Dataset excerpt
━━━━━━
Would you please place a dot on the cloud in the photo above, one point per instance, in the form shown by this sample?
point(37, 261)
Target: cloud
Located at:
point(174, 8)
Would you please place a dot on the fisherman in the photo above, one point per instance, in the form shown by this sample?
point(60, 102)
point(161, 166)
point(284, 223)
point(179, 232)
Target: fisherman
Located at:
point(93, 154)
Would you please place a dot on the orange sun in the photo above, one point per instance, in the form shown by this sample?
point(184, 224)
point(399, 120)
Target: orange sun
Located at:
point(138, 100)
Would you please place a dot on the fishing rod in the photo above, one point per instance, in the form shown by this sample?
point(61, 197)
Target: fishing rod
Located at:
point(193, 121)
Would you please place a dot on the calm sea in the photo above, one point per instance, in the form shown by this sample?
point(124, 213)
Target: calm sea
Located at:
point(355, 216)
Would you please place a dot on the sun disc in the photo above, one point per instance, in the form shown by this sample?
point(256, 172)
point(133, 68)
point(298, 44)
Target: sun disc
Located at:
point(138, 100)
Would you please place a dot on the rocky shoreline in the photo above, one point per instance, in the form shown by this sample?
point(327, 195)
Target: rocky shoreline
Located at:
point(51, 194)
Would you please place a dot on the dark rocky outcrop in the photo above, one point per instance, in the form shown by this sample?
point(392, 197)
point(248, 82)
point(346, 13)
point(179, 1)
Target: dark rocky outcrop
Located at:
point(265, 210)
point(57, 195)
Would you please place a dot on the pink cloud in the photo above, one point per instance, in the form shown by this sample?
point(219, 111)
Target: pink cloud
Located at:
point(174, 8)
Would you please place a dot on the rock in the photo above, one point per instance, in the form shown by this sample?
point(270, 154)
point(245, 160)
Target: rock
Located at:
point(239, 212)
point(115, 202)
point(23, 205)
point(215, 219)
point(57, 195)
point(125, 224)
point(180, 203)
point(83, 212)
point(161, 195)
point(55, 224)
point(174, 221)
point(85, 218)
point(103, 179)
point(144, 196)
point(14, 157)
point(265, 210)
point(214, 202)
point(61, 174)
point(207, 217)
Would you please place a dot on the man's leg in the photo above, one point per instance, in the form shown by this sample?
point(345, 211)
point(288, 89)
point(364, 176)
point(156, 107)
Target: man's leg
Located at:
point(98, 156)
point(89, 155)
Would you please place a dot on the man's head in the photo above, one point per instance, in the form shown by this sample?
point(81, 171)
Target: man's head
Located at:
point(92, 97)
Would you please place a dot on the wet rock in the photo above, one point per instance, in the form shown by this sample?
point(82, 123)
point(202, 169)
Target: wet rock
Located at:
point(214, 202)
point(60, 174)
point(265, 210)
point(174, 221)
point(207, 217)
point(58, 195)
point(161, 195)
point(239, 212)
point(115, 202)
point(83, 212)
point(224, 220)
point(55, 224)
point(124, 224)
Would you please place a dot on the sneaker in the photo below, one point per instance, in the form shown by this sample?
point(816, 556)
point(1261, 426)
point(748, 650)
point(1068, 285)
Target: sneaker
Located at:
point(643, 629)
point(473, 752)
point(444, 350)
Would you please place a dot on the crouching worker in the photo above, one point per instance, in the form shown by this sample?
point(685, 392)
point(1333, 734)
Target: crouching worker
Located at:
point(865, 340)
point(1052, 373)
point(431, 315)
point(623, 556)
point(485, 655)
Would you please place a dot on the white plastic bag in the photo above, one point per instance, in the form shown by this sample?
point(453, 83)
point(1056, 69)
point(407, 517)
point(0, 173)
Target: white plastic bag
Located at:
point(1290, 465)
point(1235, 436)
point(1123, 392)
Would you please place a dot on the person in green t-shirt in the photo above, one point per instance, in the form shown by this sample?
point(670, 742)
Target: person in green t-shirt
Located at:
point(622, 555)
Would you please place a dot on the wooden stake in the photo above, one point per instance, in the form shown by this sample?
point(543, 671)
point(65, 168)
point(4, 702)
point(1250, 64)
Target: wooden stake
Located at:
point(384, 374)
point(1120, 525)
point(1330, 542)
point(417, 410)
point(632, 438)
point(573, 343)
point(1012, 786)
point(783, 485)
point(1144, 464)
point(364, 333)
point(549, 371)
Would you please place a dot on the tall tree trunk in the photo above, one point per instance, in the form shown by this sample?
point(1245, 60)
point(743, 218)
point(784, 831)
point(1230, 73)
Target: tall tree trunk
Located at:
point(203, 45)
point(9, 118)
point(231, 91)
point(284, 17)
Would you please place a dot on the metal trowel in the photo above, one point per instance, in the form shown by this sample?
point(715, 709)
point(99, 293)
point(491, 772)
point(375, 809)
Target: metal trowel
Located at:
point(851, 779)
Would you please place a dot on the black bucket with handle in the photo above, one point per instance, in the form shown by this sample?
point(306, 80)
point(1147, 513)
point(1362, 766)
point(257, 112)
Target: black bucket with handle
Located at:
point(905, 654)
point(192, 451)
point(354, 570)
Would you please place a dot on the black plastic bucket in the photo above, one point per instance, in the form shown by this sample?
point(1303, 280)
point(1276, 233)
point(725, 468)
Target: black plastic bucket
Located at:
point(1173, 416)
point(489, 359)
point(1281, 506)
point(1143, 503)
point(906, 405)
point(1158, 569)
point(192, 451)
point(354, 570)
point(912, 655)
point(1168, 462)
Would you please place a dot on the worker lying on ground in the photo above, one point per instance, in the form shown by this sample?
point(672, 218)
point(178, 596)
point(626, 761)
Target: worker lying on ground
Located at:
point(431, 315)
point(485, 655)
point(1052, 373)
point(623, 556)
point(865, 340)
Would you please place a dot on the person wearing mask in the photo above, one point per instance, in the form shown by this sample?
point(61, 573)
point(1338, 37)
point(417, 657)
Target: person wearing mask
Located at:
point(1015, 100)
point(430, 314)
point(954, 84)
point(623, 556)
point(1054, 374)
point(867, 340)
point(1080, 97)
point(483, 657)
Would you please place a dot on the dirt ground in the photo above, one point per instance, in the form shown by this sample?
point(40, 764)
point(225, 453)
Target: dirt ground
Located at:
━━━━━━
Print all of the records above again, character for character and without any changes.

Would you please place a dot on the cloud in the photo above, one point per instance, in the form shown by this sample?
point(37, 261)
Target: cloud
Located at:
point(174, 8)
Would you please place a dot on the fisherman in the photo above, one point per instance, in the form shown by this sample?
point(60, 102)
point(161, 166)
point(284, 223)
point(179, 232)
Target: fisherman
Located at:
point(93, 154)
Would you please place a dot on the orange sun in the photo above, one point per instance, in the form shown by this sample?
point(184, 224)
point(399, 120)
Target: orange sun
Located at:
point(138, 100)
Would you please place a dot on the fishing rod in the photo above, one point per instance, in the form shown by this sample?
point(61, 197)
Target: fishing rod
Located at:
point(193, 121)
Would you please place a dot on the calm sea in the photo above, one point per instance, in the form shown by this sample?
point(124, 213)
Target: calm sea
Located at:
point(355, 216)
Would you please place a dot on the sun disc in the photo above, one point per instance, in the form shown by this sample?
point(256, 172)
point(133, 68)
point(298, 44)
Target: sun disc
Located at:
point(138, 100)
Would you please place a dot on the rocky shoreline in the photo above, one point per instance, in the form shown by this sample?
point(327, 195)
Target: rocky shoreline
Located at:
point(51, 194)
Would you please place a dot on the dark rocky outcrop in the photo above, one point per instance, in the form shown by this sample?
point(392, 197)
point(248, 82)
point(346, 13)
point(179, 1)
Target: dark rocky outcrop
Located at:
point(265, 210)
point(57, 195)
Would you please place a dot on the pink cloud in the photo above, one point per instance, in the form shown by this sample?
point(219, 111)
Target: pink cloud
Located at:
point(174, 8)
Would you please place a dot on the rock in the photo above, one point per instance, in the form shown by this sample?
point(270, 154)
point(245, 160)
Target: rock
Located at:
point(239, 212)
point(115, 202)
point(23, 205)
point(215, 219)
point(57, 195)
point(125, 224)
point(180, 203)
point(83, 212)
point(161, 195)
point(55, 224)
point(174, 221)
point(85, 218)
point(103, 179)
point(144, 196)
point(14, 157)
point(265, 210)
point(214, 202)
point(61, 174)
point(207, 217)
Would you please place a dot on the man's leg in the photo above, one point per instance, in the form shown by this sample?
point(345, 211)
point(288, 89)
point(364, 176)
point(156, 107)
Target: man's leg
Located at:
point(98, 156)
point(89, 155)
Would you please place a dot on the man's head in the photo above, one point per instance, in the form shown by this sample?
point(81, 171)
Target: man's head
Located at:
point(92, 97)
Would you please place a dot on the wet rock in the photo above, one point per instance, in the form shown by this sample?
point(82, 123)
point(202, 169)
Target: wet rock
Located at:
point(214, 202)
point(60, 174)
point(265, 210)
point(174, 221)
point(207, 217)
point(58, 195)
point(161, 195)
point(239, 212)
point(115, 202)
point(83, 212)
point(224, 220)
point(55, 224)
point(124, 224)
Would you please place a dot on the sneaker in the photo below, one point per instance, in the form shown by this sample?
point(816, 556)
point(1261, 426)
point(748, 650)
point(1068, 285)
Target: sneaker
Located at:
point(643, 629)
point(473, 752)
point(444, 350)
Would you please place a dot on the crouching worker in the photo above, one point per instance, in the form shown by this sample?
point(685, 392)
point(1333, 734)
Target: crouching worker
Located at:
point(865, 340)
point(1052, 373)
point(431, 315)
point(623, 556)
point(485, 655)
Would you please place a dot on the white plastic bag in the photo above, one point per instance, in the form shown by this sample?
point(453, 83)
point(1056, 69)
point(407, 517)
point(0, 173)
Target: white plastic bag
Located at:
point(1290, 465)
point(1235, 436)
point(1123, 392)
Would you please place a dot on the person in green t-shirt in the photo above, one point per instance, in the form shown by this sample?
point(670, 742)
Target: person in green t-shirt
Located at:
point(622, 555)
Would you please place a dot on the wooden stake in the photo above, one point per instance, in the form shown by this sample?
point(543, 671)
point(65, 168)
point(4, 702)
point(1250, 64)
Target: wooden stake
Located at:
point(384, 374)
point(1120, 525)
point(1330, 542)
point(417, 410)
point(632, 438)
point(573, 343)
point(1012, 786)
point(783, 485)
point(1144, 464)
point(364, 333)
point(549, 371)
Would you please place a dot on the tall tree trunk in the photo above, one point per instance, in the form shown by this sample?
point(1245, 60)
point(743, 218)
point(784, 831)
point(1230, 73)
Target: tall tree trunk
Located at:
point(203, 45)
point(9, 118)
point(231, 91)
point(284, 17)
Would you please place a dot on the metal trowel in the photo above, one point per instance, in the form shown by this sample?
point(715, 709)
point(99, 293)
point(491, 772)
point(375, 809)
Target: metal trowel
Located at:
point(851, 779)
Would you please place a dot on the black bucket with handle in the photo above, one point per instance, in the form shown by this sample?
point(306, 80)
point(1147, 513)
point(1362, 766)
point(257, 112)
Target: black bucket with handle
Located at:
point(905, 654)
point(192, 451)
point(354, 570)
Would you please place a dot on the black plastic bucket in the photo above, one point per instance, in the form shown by this sample?
point(1303, 280)
point(1276, 233)
point(725, 468)
Target: black plastic bucket
Located at:
point(1173, 416)
point(489, 359)
point(1281, 506)
point(1143, 503)
point(906, 405)
point(1158, 569)
point(192, 451)
point(354, 570)
point(912, 655)
point(1168, 462)
Would you please place a dot on the worker lying on ground in the photo above, one point per instance, in the form shown by this sample?
point(672, 218)
point(178, 596)
point(626, 761)
Target: worker lying on ground
Located at:
point(431, 315)
point(485, 655)
point(1052, 373)
point(623, 556)
point(865, 340)
Would you please place a dot on the person wearing mask in the photo above, one point per instance, in the form shown by this sample?
point(61, 573)
point(1338, 37)
point(417, 657)
Target: person wearing mask
Located at:
point(1015, 100)
point(430, 314)
point(954, 84)
point(623, 556)
point(1054, 374)
point(867, 340)
point(1080, 97)
point(483, 657)
Would you please place a dot on the dirt ground in the photo above, one point per instance, in the form shown by this sample?
point(40, 764)
point(225, 453)
Target: dirt ground
Located at:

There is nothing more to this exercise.